> _TASK STATEMENT_
Reproduce the listing below without changes, except that pictures are left out.

> _SOURCE MATERIAL_
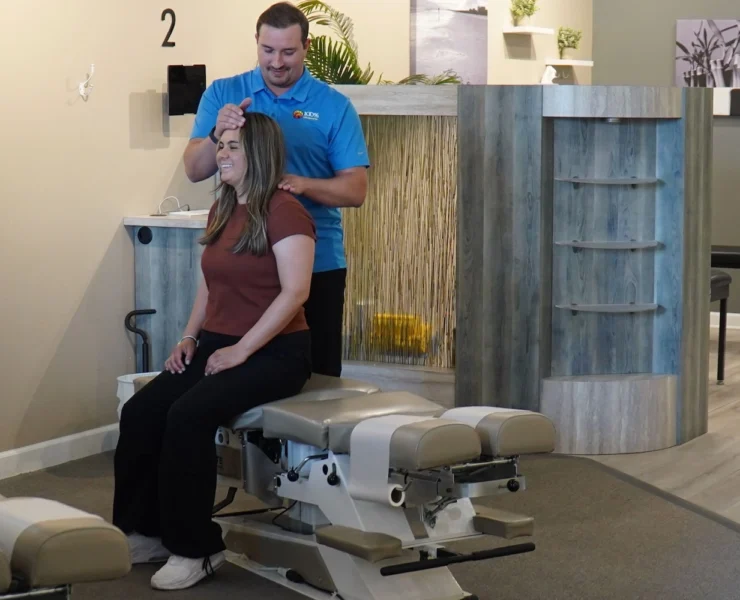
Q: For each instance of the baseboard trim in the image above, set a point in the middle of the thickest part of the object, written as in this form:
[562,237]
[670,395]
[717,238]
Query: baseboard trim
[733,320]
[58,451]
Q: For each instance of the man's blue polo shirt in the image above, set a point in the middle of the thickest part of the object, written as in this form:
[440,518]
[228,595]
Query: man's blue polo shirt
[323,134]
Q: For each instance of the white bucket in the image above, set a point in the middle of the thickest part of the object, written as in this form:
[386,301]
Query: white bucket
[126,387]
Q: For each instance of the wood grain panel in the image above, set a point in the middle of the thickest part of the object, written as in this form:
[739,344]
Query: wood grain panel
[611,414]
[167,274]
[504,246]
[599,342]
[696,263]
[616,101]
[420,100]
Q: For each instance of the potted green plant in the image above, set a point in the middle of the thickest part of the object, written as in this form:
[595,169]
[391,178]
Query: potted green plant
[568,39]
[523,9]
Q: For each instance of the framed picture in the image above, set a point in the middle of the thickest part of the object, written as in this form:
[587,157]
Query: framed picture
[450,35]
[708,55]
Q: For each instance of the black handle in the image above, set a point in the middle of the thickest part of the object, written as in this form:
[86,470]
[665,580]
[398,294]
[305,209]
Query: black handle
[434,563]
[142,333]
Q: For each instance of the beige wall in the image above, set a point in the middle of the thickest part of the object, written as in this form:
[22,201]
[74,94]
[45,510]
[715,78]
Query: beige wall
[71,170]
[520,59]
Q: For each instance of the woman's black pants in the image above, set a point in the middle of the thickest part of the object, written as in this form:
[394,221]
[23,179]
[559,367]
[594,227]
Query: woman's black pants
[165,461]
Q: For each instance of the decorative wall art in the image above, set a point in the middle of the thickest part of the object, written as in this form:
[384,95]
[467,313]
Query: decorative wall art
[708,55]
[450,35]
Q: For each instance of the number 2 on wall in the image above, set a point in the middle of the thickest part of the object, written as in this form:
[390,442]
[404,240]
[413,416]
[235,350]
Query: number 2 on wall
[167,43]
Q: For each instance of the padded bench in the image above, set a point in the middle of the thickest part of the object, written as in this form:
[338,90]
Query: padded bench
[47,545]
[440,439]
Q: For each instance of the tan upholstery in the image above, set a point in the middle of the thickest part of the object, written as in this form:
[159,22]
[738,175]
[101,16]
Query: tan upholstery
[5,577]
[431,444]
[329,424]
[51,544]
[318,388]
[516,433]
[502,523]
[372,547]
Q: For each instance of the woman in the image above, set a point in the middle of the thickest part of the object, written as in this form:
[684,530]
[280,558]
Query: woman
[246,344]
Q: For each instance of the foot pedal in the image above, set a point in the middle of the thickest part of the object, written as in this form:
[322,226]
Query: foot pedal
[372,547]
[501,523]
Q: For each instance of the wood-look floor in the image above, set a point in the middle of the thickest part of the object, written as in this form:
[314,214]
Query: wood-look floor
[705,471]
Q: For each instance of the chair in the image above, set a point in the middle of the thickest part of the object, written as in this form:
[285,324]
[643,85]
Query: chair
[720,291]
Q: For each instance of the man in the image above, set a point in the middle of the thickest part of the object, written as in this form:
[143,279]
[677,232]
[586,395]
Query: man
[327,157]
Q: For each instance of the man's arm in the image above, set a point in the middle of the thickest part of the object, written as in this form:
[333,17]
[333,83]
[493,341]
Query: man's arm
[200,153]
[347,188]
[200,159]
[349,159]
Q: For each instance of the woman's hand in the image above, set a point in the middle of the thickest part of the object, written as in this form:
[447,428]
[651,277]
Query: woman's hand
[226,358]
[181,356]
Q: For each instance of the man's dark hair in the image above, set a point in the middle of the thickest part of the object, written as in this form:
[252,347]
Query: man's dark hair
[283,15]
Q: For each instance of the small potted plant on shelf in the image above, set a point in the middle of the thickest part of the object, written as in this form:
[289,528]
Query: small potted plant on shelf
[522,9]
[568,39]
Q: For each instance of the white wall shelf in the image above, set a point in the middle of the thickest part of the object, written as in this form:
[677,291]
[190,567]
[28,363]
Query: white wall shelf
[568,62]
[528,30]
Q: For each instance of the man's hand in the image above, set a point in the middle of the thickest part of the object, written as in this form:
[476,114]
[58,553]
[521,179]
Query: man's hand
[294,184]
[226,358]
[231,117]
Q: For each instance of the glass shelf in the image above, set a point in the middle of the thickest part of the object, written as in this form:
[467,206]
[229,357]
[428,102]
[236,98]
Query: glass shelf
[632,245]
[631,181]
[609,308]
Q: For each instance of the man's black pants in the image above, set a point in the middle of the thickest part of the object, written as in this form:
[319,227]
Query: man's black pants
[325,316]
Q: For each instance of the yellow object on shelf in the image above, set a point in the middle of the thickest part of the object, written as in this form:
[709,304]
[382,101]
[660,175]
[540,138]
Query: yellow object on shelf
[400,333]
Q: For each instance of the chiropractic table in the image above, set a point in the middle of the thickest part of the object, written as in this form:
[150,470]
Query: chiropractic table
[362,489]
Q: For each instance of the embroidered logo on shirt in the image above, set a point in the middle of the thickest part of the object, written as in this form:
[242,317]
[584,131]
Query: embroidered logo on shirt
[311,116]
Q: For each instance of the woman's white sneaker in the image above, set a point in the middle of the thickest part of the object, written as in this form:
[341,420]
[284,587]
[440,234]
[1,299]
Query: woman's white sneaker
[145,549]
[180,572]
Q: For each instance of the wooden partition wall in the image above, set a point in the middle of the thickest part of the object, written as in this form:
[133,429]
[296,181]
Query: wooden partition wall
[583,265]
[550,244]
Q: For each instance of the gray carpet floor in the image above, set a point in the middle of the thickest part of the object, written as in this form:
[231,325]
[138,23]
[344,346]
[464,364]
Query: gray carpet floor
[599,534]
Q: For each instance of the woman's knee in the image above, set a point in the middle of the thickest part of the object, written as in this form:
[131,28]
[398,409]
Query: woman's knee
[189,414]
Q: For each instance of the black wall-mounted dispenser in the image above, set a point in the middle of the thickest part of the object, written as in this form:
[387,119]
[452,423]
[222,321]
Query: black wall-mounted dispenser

> _ANSWER FOR THE TASK_
Q: For each instance of the baseboard trim in the image above, set a point in the middle of the thickest part of the object, written as in this form:
[562,237]
[670,395]
[717,238]
Query: baseboard trim
[733,320]
[58,451]
Q: For each instance of the man's blue polo shirt in the image above, set a point in the middle of the thickest part of the object, written as in this form:
[440,518]
[228,595]
Query: man's blue polo shirt
[323,134]
Q: For each instance of the white bucket in the image above, set a point in the middle of the thickest part of the object, written as in this form:
[386,301]
Query: white bucket
[126,387]
Q: For each instance of the wood grain panel in the image above, set a point in the middle of the thickest part of the object, written as in this form:
[739,344]
Query: wood grain panel
[611,414]
[167,274]
[504,246]
[599,342]
[696,263]
[616,101]
[420,100]
Q: For each instance of the potted green plant in the image above, set a point in the middle of the thickest part of the object, written as in this form:
[595,169]
[391,178]
Query: potted green plant
[568,39]
[523,9]
Q: For each instance of the framed picture in the image above, set a point in the middle of the thickest part of the object, written as in this form:
[587,157]
Query: framed picture
[450,35]
[708,55]
Q: For each instance of the black handle in the image above, set a point in the middle of the thickest part of the object, written as in this form:
[86,470]
[665,580]
[398,294]
[305,209]
Query: black handle
[434,563]
[142,333]
Q: For each instance of the beige wall in the image above, set a point in the middle of the thickest part of the object, written as in this form:
[22,201]
[74,94]
[45,510]
[715,78]
Query: beige wall
[71,170]
[520,59]
Q: For each instance of the woman's black pants in the image above, set a point in the middle of the thickest part of the object, written as in this form:
[394,221]
[23,179]
[559,367]
[594,227]
Query: woman's black pants
[165,461]
Q: For each instance of the decorative wall art in the image above, set a point in the middle of the thickest part of the object, written as in this form:
[384,95]
[467,313]
Query: decorative wall art
[708,55]
[450,35]
Q: For each instance of the number 2 on wall in the image above, set a point in the middle of the thickest part of the object, written as in this form:
[390,442]
[404,240]
[413,416]
[235,350]
Query: number 2 on wall
[167,43]
Q: For each instance of the padded bench in the image above, set a point in the middle of the thickest part of the object, written as in this form:
[338,90]
Query: padded bench
[47,545]
[440,439]
Q: For each instance of the tan upholstery in the image above, set a point in the middle of the thickest part of the object, written as in this form:
[159,22]
[738,175]
[101,16]
Query: tan upholstery
[5,577]
[431,444]
[329,424]
[51,544]
[318,388]
[516,433]
[502,523]
[372,547]
Q: For each instance of the woman in the image above, set a point in the middle of the thickest part of the object, written as in this form:
[684,530]
[280,558]
Query: woman
[246,344]
Q: For each instance of the foot pedal in the image above, set a point in the middle of the thickest part of the object, written as in this form:
[322,226]
Query: foot pedal
[372,547]
[501,523]
Q: For each instance of the wood-look floor in the image above, set a point in the middle of the thickest part of the object, written as in this form:
[314,214]
Query: wood-look floor
[705,471]
Q: For each instance of the chair in the image above, set a point in the middle of the thickest part of the object, written as in this form:
[285,324]
[643,85]
Query: chair
[720,291]
Q: For each instance of the man in the image above, set a point in the middle of the thickest part of the object, written as in this form:
[143,279]
[677,232]
[586,395]
Query: man
[327,157]
Q: For each instance of the man's arm in the image above, set a point in the middle of the thickest part of the object, written as in this form:
[333,17]
[333,83]
[493,341]
Query: man's arm
[200,153]
[347,188]
[200,159]
[349,159]
Q: For each instance of the woman's hand in the image above, set a point in the middle of the thickest part of the object, written as in this form:
[447,428]
[651,277]
Query: woman's hand
[226,358]
[181,356]
Q: For each instance of the man's dark hair in the image above, set a point in the middle of the thickest part of the object, written as in this form:
[252,347]
Query: man's dark hair
[283,15]
Q: For each instance of the small potted plant on shelf in the image above, set a point in the middle of the thickest part of the object, written as in this form:
[289,528]
Query: small potted plant on shelf
[522,9]
[568,39]
Q: For each instance of the white wall shelf in the image above, set a point in the middle of the thickest part of the object, written as in this form:
[677,291]
[190,567]
[28,363]
Query: white wall shelf
[568,62]
[528,30]
Q: For each instance of the man's hand in the image above, set a point in the middle of the thickest part of the object, written as in this form:
[476,114]
[58,553]
[521,179]
Query: man's hand
[294,184]
[226,358]
[231,117]
Q: For each instance of the glass shelf in the image above, set a point in the middle of the thickest part of the object, written as in this form:
[467,206]
[229,357]
[428,102]
[236,98]
Query: glass shelf
[632,245]
[631,181]
[609,308]
Q: For each instance of the man's black pants in the image above, set a point in the middle of the thickest part of the object, written as in this form:
[319,227]
Query: man's black pants
[325,316]
Q: For each instance of the yellow object on shelf in the image above, set a point in the middle of the thickest part of the object, written as in this form:
[709,304]
[382,101]
[660,175]
[540,138]
Query: yellow object on shelf
[400,333]
Q: For each instance of the chiropractic table in the image above, set a point in the middle of the thickest part of the object, written as in this form:
[150,470]
Query: chiropractic table
[362,489]
Q: For each instance of the embroidered logo on shirt in the image above, set a point in the middle of the thickest part of the object, written as in this form:
[242,317]
[584,131]
Query: embroidered logo on shirt
[311,116]
Q: For each instance of the woman's white sneaker in the image above, set a point in the middle of the thickest part of the object, written as in this form:
[341,420]
[284,587]
[440,234]
[1,299]
Query: woman's white sneaker
[145,549]
[180,572]
Q: For each instance of the wooden partition wall in the image above, set a point in the middle of the thickest part of the object, written as in this form:
[133,429]
[296,181]
Query: wooden partition wall
[583,265]
[550,244]
Q: For each instance of the gray carpet floor in the image above, set a point in the middle of the thickest part of the object, written as in this form:
[231,325]
[138,23]
[344,346]
[464,364]
Query: gray carpet floor
[599,534]
Q: For each instance of the woman's knee in the image above, set a point in the middle of the thickest part of the object, written as in this form:
[131,28]
[398,409]
Query: woman's knee
[189,414]
Q: For each instance of the black wall-mounted dispenser in the image above, set a point in the middle of the thickest part of the object, written as in this form:
[387,119]
[452,423]
[222,321]
Query: black wall-mounted dispenser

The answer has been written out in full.